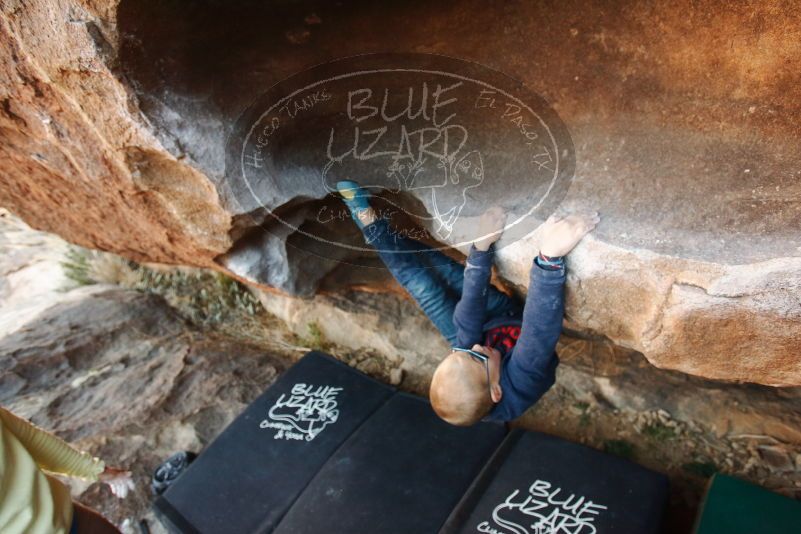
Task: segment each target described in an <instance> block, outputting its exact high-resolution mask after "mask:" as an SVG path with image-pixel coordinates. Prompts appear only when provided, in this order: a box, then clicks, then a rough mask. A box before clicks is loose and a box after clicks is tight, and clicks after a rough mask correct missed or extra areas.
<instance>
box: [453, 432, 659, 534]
mask: <svg viewBox="0 0 801 534" xmlns="http://www.w3.org/2000/svg"><path fill="white" fill-rule="evenodd" d="M667 491H668V484H667V478H666V477H665V476H664V475H661V474H659V473H655V472H653V471H650V470H648V469H645V468H644V467H641V466H639V465H636V464H633V463H631V462H629V461H627V460H624V459H622V458H618V457H615V456H611V455H608V454H605V453H602V452H599V451H596V450H594V449H590V448H588V447H584V446H582V445H578V444H575V443H570V442H568V441H564V440H561V439H559V438H556V437H553V436H548V435H545V434H540V433H536V432H523V431H520V430H515V431H513V432H512V433H510V434H509V436H508V437H507V438H506V441H505V442H504V443H503V445H502V446H501V447H500V448H499V449H498V451H497V452H496V454H495V455H494V456H493V458H492V460H491V461H490V462H489V463H488V464H487V466H486V467H485V469H484V470H483V471H482V473H481V475H480V476H479V477H478V478H477V479H476V481H475V482H474V484H473V485H472V487H471V488H470V491H469V492H467V494H466V495H465V497H464V498H463V499H462V502H461V503H459V506H458V507H457V508H456V510H455V511H454V513H453V514H452V515H451V517H450V518H449V519H448V522H447V524H446V525H445V527H444V528H443V529H442V531H441V533H442V534H453V533H466V532H471V533H475V532H484V533H503V534H512V533H513V534H552V533H558V534H569V533H570V534H594V533H598V534H610V533H615V534H617V533H619V534H641V533H656V532H659V528H660V522H661V518H662V512H663V510H664V507H665V503H666V501H667Z"/></svg>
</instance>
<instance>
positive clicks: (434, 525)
mask: <svg viewBox="0 0 801 534" xmlns="http://www.w3.org/2000/svg"><path fill="white" fill-rule="evenodd" d="M505 433H506V431H505V428H504V426H502V425H498V424H493V423H479V424H477V425H474V426H472V427H469V428H462V427H455V426H451V425H449V424H447V423H445V422H443V421H442V420H440V419H439V418H438V417H437V416H436V414H435V413H434V411H433V410H432V409H431V406H430V405H429V403H428V402H427V401H425V400H423V399H420V398H419V397H414V396H411V395H406V394H403V393H396V394H395V395H394V396H393V397H392V398H391V399H390V400H389V401H388V402H387V403H386V404H385V405H384V406H382V407H381V408H380V409H379V410H378V411H377V412H376V413H375V414H373V415H372V416H371V417H370V418H369V419H368V420H367V421H365V423H364V424H363V425H362V427H361V428H359V429H358V430H357V431H356V432H354V433H353V435H352V436H351V437H350V439H348V441H347V442H346V443H345V444H343V446H342V447H341V448H340V449H339V450H338V451H337V452H336V453H335V454H334V455H333V456H332V457H331V458H330V460H329V461H328V462H327V463H326V465H325V466H324V467H323V468H322V469H321V470H320V473H319V474H318V475H317V476H316V477H315V478H314V480H313V481H312V482H311V483H310V484H309V486H308V488H306V490H305V491H304V492H303V494H302V495H301V496H300V497H299V498H298V500H297V501H296V502H295V504H294V505H293V506H292V507H291V508H290V510H289V512H287V514H286V516H285V517H284V519H283V520H282V521H281V523H280V524H279V525H278V528H277V529H276V531H275V532H276V534H290V533H291V534H304V533H309V534H311V533H323V532H325V533H327V534H339V533H341V534H345V533H348V534H352V533H368V532H375V533H381V534H415V533H421V534H422V533H426V534H428V533H435V532H437V531H438V530H439V529H440V528H441V527H442V525H443V524H444V522H445V520H446V519H447V518H448V515H449V514H450V512H451V511H452V510H453V508H454V507H455V506H456V504H457V503H458V502H459V500H460V499H461V497H462V495H464V492H465V491H466V490H467V489H468V487H469V486H470V484H471V482H472V481H473V480H474V478H475V477H476V475H478V473H479V472H480V471H481V469H482V467H483V466H484V465H485V464H486V462H487V460H488V459H489V458H490V457H491V456H492V454H493V452H494V451H495V450H496V449H497V447H498V445H500V443H501V442H502V440H503V438H504V435H505Z"/></svg>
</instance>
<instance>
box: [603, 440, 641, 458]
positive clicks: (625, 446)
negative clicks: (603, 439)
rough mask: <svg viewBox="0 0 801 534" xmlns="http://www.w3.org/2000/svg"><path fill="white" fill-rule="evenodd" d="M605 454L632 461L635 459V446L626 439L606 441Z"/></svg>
mask: <svg viewBox="0 0 801 534" xmlns="http://www.w3.org/2000/svg"><path fill="white" fill-rule="evenodd" d="M604 452H607V453H609V454H614V455H615V456H620V457H621V458H627V459H629V460H630V459H632V458H633V457H634V445H633V444H631V443H629V442H628V441H626V440H624V439H608V440H606V441H604Z"/></svg>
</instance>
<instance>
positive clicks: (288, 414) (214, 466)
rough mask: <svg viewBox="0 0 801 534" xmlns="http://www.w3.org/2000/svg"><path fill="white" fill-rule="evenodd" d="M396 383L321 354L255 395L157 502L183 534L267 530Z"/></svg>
mask: <svg viewBox="0 0 801 534" xmlns="http://www.w3.org/2000/svg"><path fill="white" fill-rule="evenodd" d="M393 391H394V390H393V388H390V387H388V386H386V385H383V384H381V383H379V382H377V381H375V380H373V379H371V378H369V377H367V376H366V375H364V374H362V373H360V372H358V371H355V370H353V369H351V368H350V367H348V366H347V365H345V364H343V363H341V362H339V361H337V360H335V359H334V358H332V357H331V356H328V355H326V354H323V353H320V352H310V353H308V354H306V355H305V356H304V357H303V358H302V359H301V360H300V361H299V362H298V363H296V364H295V365H294V366H292V367H291V368H290V369H289V370H287V371H286V372H285V373H284V374H283V375H282V376H281V377H280V378H279V379H278V380H277V381H276V382H275V383H274V384H273V385H272V386H271V387H270V388H269V389H267V390H266V391H265V392H264V393H263V394H262V395H261V396H260V397H258V398H257V399H256V400H255V401H253V403H252V404H250V406H248V407H247V408H246V409H245V411H244V412H243V413H242V414H241V415H240V416H239V417H238V418H237V419H235V420H234V421H233V422H232V423H231V424H230V425H229V426H228V427H227V428H226V429H225V430H224V431H223V432H222V433H221V434H220V435H219V437H217V439H215V440H214V441H213V442H212V443H211V444H210V445H209V446H208V447H207V448H206V449H205V450H204V451H203V452H202V453H201V454H200V455H199V456H198V458H197V459H196V460H195V461H194V463H192V465H190V466H189V468H188V469H187V471H186V472H185V473H183V474H182V475H181V476H180V477H179V478H178V479H177V480H176V481H175V482H174V483H173V484H172V485H171V486H170V487H169V489H168V490H167V491H166V492H165V493H164V495H163V496H162V497H160V498H159V499H158V500H157V501H156V510H157V512H159V514H160V515H161V517H162V518H163V519H166V521H167V523H168V524H169V526H170V527H171V528H172V529H174V530H177V531H179V532H185V533H188V532H200V533H204V534H205V533H209V534H211V533H226V534H229V533H232V532H236V533H238V534H247V533H262V532H270V531H271V530H272V529H273V528H274V527H275V525H277V524H278V522H279V521H280V519H281V518H282V516H283V515H284V513H285V512H286V511H287V509H289V507H290V505H291V504H292V502H293V501H294V500H295V499H296V498H297V497H298V495H299V494H300V493H301V492H302V491H303V489H304V488H305V487H306V485H307V484H308V483H309V481H310V480H312V478H313V477H314V476H315V475H316V474H317V472H318V470H319V469H320V468H321V467H322V466H323V465H324V464H325V463H326V461H327V460H328V459H329V457H330V456H331V455H332V454H333V453H334V451H336V450H337V448H339V447H340V446H341V445H342V444H343V443H344V442H345V441H346V440H347V438H348V437H349V436H350V435H351V434H352V433H353V432H354V431H355V430H356V429H357V428H358V427H359V426H360V425H361V424H362V422H364V421H365V420H366V419H367V418H368V417H369V416H370V415H371V414H372V413H373V412H374V411H376V409H378V408H379V407H380V406H381V405H383V404H384V403H385V401H387V399H388V398H389V397H390V396H391V395H392V393H393Z"/></svg>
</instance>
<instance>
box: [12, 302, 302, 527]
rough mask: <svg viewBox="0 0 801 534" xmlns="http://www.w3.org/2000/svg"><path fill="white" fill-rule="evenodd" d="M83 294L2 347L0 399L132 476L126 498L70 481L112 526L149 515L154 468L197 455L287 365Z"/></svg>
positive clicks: (48, 310) (155, 303)
mask: <svg viewBox="0 0 801 534" xmlns="http://www.w3.org/2000/svg"><path fill="white" fill-rule="evenodd" d="M84 289H85V288H81V289H79V290H75V291H73V292H71V293H73V299H72V300H71V301H69V302H64V303H60V304H56V305H55V306H53V307H51V308H49V309H48V310H46V311H45V312H43V313H42V314H41V315H39V316H38V317H37V318H35V319H34V320H32V321H30V322H28V323H27V325H25V326H24V327H22V328H21V329H19V330H17V331H16V332H14V333H12V334H10V335H8V336H6V337H4V338H2V339H0V402H2V403H3V405H4V406H8V407H9V409H11V410H13V411H15V412H16V413H18V414H20V415H21V416H24V417H28V418H30V419H31V420H32V421H33V422H35V423H37V424H38V425H40V426H42V427H43V428H47V429H49V430H53V431H55V432H56V433H57V434H58V435H59V436H61V437H63V438H65V439H67V440H69V441H71V442H73V443H75V444H76V445H78V446H80V447H83V448H85V449H86V450H89V451H90V452H92V453H93V454H94V455H96V456H99V457H102V458H103V459H104V460H106V461H107V462H108V463H109V464H111V465H117V466H124V467H129V468H130V469H131V470H132V471H133V475H134V481H135V483H136V490H135V491H134V492H133V493H132V495H129V496H128V497H127V498H126V499H125V500H119V499H117V498H115V497H113V496H112V495H111V493H110V492H109V491H108V489H107V488H105V487H103V486H101V485H100V484H92V485H91V486H87V484H85V483H81V482H80V481H75V480H69V481H68V483H69V484H70V485H71V486H72V490H73V495H74V496H75V497H76V498H78V499H79V500H80V501H82V502H84V503H86V504H87V505H90V506H94V507H96V508H98V509H100V510H102V511H103V512H104V513H105V514H106V515H107V516H108V517H109V518H110V519H111V520H112V521H114V522H115V523H117V524H120V523H121V522H122V521H123V520H124V519H126V518H139V517H142V516H143V515H145V513H146V512H147V511H148V509H149V508H150V506H151V504H152V496H151V494H150V487H149V484H150V476H151V474H152V471H153V470H154V469H155V468H156V466H157V465H159V464H160V463H161V462H162V461H163V460H164V459H165V458H166V457H168V456H169V455H170V454H172V453H173V452H175V451H177V450H187V449H188V450H195V451H199V450H201V449H202V447H204V446H205V445H206V444H208V443H209V441H211V440H212V439H213V438H214V437H215V436H216V435H217V433H219V432H220V431H221V430H222V429H224V428H225V426H226V425H227V424H228V423H229V422H230V421H232V420H233V418H234V417H236V416H237V415H238V414H239V413H240V412H241V411H242V410H243V409H244V407H245V406H247V405H248V404H249V403H250V402H251V401H252V400H253V399H255V398H256V397H257V396H258V395H259V394H260V393H261V392H262V391H263V390H264V389H265V388H267V387H268V386H269V385H270V384H271V383H272V381H273V380H274V379H275V377H276V376H277V374H278V373H279V372H280V371H281V370H283V369H284V367H285V366H286V362H287V361H288V360H287V359H286V355H282V357H283V359H280V358H276V357H275V356H273V355H271V354H267V353H265V351H264V350H263V349H262V348H260V347H254V346H250V345H247V344H242V343H241V341H238V342H234V341H232V340H230V339H227V338H225V337H221V336H219V335H214V334H209V333H205V334H201V333H200V332H197V331H195V330H194V329H192V328H191V327H189V326H188V325H187V324H186V323H185V322H184V321H183V320H182V319H181V318H180V317H179V316H177V315H176V313H175V312H174V311H173V310H172V309H171V308H169V306H167V304H166V303H165V302H164V300H162V299H161V298H160V297H157V296H152V295H144V294H141V293H137V292H134V291H126V290H120V289H109V288H105V289H104V290H100V291H95V292H94V293H92V294H88V295H87V294H85V292H83V290H84ZM76 292H77V293H83V294H82V295H78V294H76ZM137 521H138V519H137ZM129 523H130V521H129Z"/></svg>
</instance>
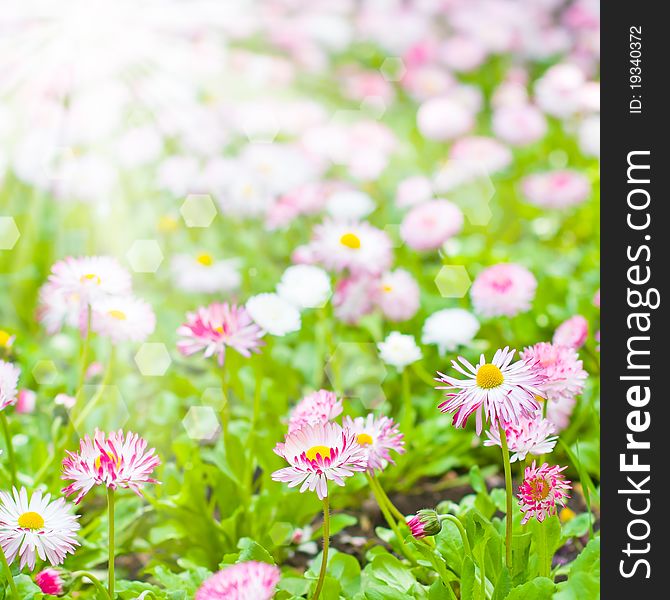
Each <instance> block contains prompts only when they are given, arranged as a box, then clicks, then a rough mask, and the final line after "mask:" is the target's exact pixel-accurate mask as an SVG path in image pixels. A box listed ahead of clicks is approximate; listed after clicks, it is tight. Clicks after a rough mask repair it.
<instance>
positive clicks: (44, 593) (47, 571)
mask: <svg viewBox="0 0 670 600" xmlns="http://www.w3.org/2000/svg"><path fill="white" fill-rule="evenodd" d="M35 583H36V584H37V586H38V587H39V588H40V590H41V591H42V593H43V594H50V595H52V596H60V595H61V594H62V593H63V591H64V589H63V579H62V578H61V576H60V571H57V570H56V569H44V570H43V571H40V572H39V573H38V574H37V575H35Z"/></svg>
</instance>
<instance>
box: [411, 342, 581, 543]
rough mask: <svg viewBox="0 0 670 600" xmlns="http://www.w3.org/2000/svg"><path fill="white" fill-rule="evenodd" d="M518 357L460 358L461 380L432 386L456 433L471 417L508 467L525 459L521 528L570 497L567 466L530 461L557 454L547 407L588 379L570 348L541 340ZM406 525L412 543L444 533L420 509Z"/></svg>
mask: <svg viewBox="0 0 670 600" xmlns="http://www.w3.org/2000/svg"><path fill="white" fill-rule="evenodd" d="M515 354H516V351H515V350H510V349H509V348H507V347H506V348H503V349H499V350H498V351H497V352H496V353H495V354H494V356H493V358H492V359H491V362H487V360H486V358H485V357H484V355H483V354H482V355H481V357H480V359H479V362H478V363H477V364H476V365H473V364H472V363H471V362H470V361H468V360H467V359H465V358H463V357H459V359H458V361H455V360H454V361H452V363H451V365H452V367H453V369H454V370H455V371H457V372H458V373H460V374H461V375H462V376H463V377H464V379H460V378H457V377H452V376H449V375H445V374H443V373H439V372H438V377H437V381H439V382H441V383H442V384H444V385H442V386H439V387H438V388H437V389H440V390H445V391H446V399H445V401H444V402H442V403H441V404H440V405H439V408H440V410H441V411H442V412H445V413H450V414H452V415H453V425H454V426H455V427H465V425H466V423H467V421H468V419H469V418H470V417H471V416H474V418H475V429H476V433H477V435H481V434H482V431H483V429H484V427H485V426H487V427H488V429H487V430H486V432H485V433H486V439H485V440H484V445H485V446H500V447H501V448H504V449H505V452H508V451H509V453H510V454H511V455H510V456H509V457H508V458H507V457H506V456H505V454H504V455H503V459H504V460H509V462H510V463H511V462H516V461H526V465H527V466H526V467H525V470H524V475H523V480H522V482H521V484H520V486H519V490H518V494H517V498H518V505H519V508H520V510H521V511H522V512H523V513H524V516H523V520H522V523H524V524H525V523H527V522H528V521H529V520H530V519H531V518H533V517H534V518H536V519H537V520H538V521H539V522H543V521H544V520H545V519H546V518H547V517H549V516H552V515H556V514H557V510H558V507H561V506H565V503H566V501H567V500H568V499H569V495H568V492H569V491H570V489H571V486H570V482H569V481H567V480H566V479H565V478H564V476H563V474H562V471H564V470H565V469H566V468H567V467H559V466H551V465H549V464H548V463H546V462H542V464H541V465H537V464H536V461H535V460H533V461H532V464H528V460H529V459H528V457H529V456H533V457H541V458H542V459H544V457H545V456H546V455H547V454H550V453H551V452H552V451H553V450H554V447H555V446H556V442H557V440H558V436H557V435H556V433H557V431H558V427H557V425H556V424H555V422H553V421H552V420H550V419H548V418H546V415H547V414H548V411H549V409H550V407H551V406H552V405H559V406H564V405H565V403H567V404H574V402H575V399H576V396H577V395H578V394H580V393H581V392H582V390H583V387H584V382H585V380H586V377H587V373H586V371H584V370H583V369H582V362H581V361H580V360H579V359H578V356H577V353H576V351H575V349H574V348H572V347H569V346H565V345H559V344H552V343H545V342H542V343H539V344H536V345H535V346H532V347H529V348H526V349H525V350H524V351H523V352H522V353H521V355H520V358H519V360H516V361H515V360H514V358H515ZM508 518H510V517H509V515H508ZM408 526H409V527H410V530H411V531H412V534H413V535H414V536H415V537H418V538H421V537H425V536H427V535H435V534H437V533H438V532H439V531H440V529H441V520H440V515H437V514H436V513H435V511H432V510H429V509H426V510H422V511H419V512H418V513H417V514H416V515H414V516H413V517H412V518H411V519H409V520H408Z"/></svg>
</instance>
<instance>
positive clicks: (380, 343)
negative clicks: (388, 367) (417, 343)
mask: <svg viewBox="0 0 670 600" xmlns="http://www.w3.org/2000/svg"><path fill="white" fill-rule="evenodd" d="M377 348H378V349H379V357H380V358H381V359H382V360H383V361H384V362H385V363H386V364H387V365H392V366H394V367H396V368H397V369H398V370H399V371H402V370H403V369H404V368H405V367H406V366H407V365H411V364H412V363H413V362H416V361H417V360H420V359H421V349H420V348H419V347H418V346H417V345H416V341H415V340H414V337H413V336H411V335H404V334H402V333H400V332H399V331H392V332H391V333H389V334H388V335H387V336H386V339H385V340H384V341H383V342H379V343H378V344H377Z"/></svg>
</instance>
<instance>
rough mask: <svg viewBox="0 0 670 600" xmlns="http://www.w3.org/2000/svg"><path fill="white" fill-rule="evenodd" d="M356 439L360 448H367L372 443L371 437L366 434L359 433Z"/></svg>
mask: <svg viewBox="0 0 670 600" xmlns="http://www.w3.org/2000/svg"><path fill="white" fill-rule="evenodd" d="M356 439H357V440H358V443H359V444H360V445H361V446H367V445H369V444H372V442H373V439H372V436H371V435H368V434H367V433H359V434H358V437H357V438H356Z"/></svg>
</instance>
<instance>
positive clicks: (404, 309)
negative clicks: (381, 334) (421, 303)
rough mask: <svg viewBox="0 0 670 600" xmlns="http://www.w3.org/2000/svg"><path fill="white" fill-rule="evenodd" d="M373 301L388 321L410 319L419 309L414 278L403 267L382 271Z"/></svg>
mask: <svg viewBox="0 0 670 600" xmlns="http://www.w3.org/2000/svg"><path fill="white" fill-rule="evenodd" d="M375 303H376V304H377V306H379V308H380V309H381V311H382V312H383V313H384V316H385V317H386V318H387V319H388V320H389V321H394V322H398V321H407V320H409V319H411V318H412V317H413V316H414V315H415V314H416V313H417V311H418V310H419V286H418V284H417V283H416V279H414V277H412V275H411V274H410V273H409V272H408V271H405V269H396V270H395V271H389V272H387V273H384V275H382V277H381V279H380V280H379V285H378V287H377V295H376V297H375Z"/></svg>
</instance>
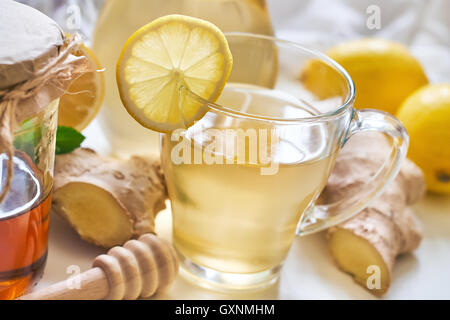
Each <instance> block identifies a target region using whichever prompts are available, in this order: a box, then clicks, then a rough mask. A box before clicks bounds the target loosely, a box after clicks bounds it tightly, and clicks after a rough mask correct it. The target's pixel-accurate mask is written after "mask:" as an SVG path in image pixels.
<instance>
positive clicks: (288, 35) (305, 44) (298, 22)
··········
▶ **Aim of the task**:
Begin at the line containing "301L388 321L410 319L419" and write out every line to the end of the data exactly. Skip the pictures.

▶ **Response to this exercise**:
rough mask: <svg viewBox="0 0 670 600" xmlns="http://www.w3.org/2000/svg"><path fill="white" fill-rule="evenodd" d="M373 301L388 321L410 319L419 309L414 278L403 267L382 271Z"/></svg>
mask: <svg viewBox="0 0 670 600" xmlns="http://www.w3.org/2000/svg"><path fill="white" fill-rule="evenodd" d="M375 303H376V304H377V306H379V308H380V309H381V311H382V312H383V313H384V316H385V317H386V318H387V319H388V320H389V321H394V322H398V321H407V320H409V319H411V318H412V317H413V316H414V315H415V314H416V313H417V311H418V310H419V286H418V284H417V283H416V279H414V277H412V275H411V274H410V273H409V272H408V271H405V269H396V270H395V271H389V272H387V273H384V275H382V277H381V279H380V280H379V285H378V287H377V295H376V297H375Z"/></svg>
</instance>
Each <instance> block identifies a target region using whichever prompts are available, in this order: a box, then clicks, then a rough mask. A box before clicks bounds the target loosely, a box after clicks bounds it tightly, and clicks after a rough mask correct it. The target's pixel-accurate mask is written after "mask:" as an SVG path in image pixels.
<instance>
positive clicks: (288, 35) (305, 44) (298, 22)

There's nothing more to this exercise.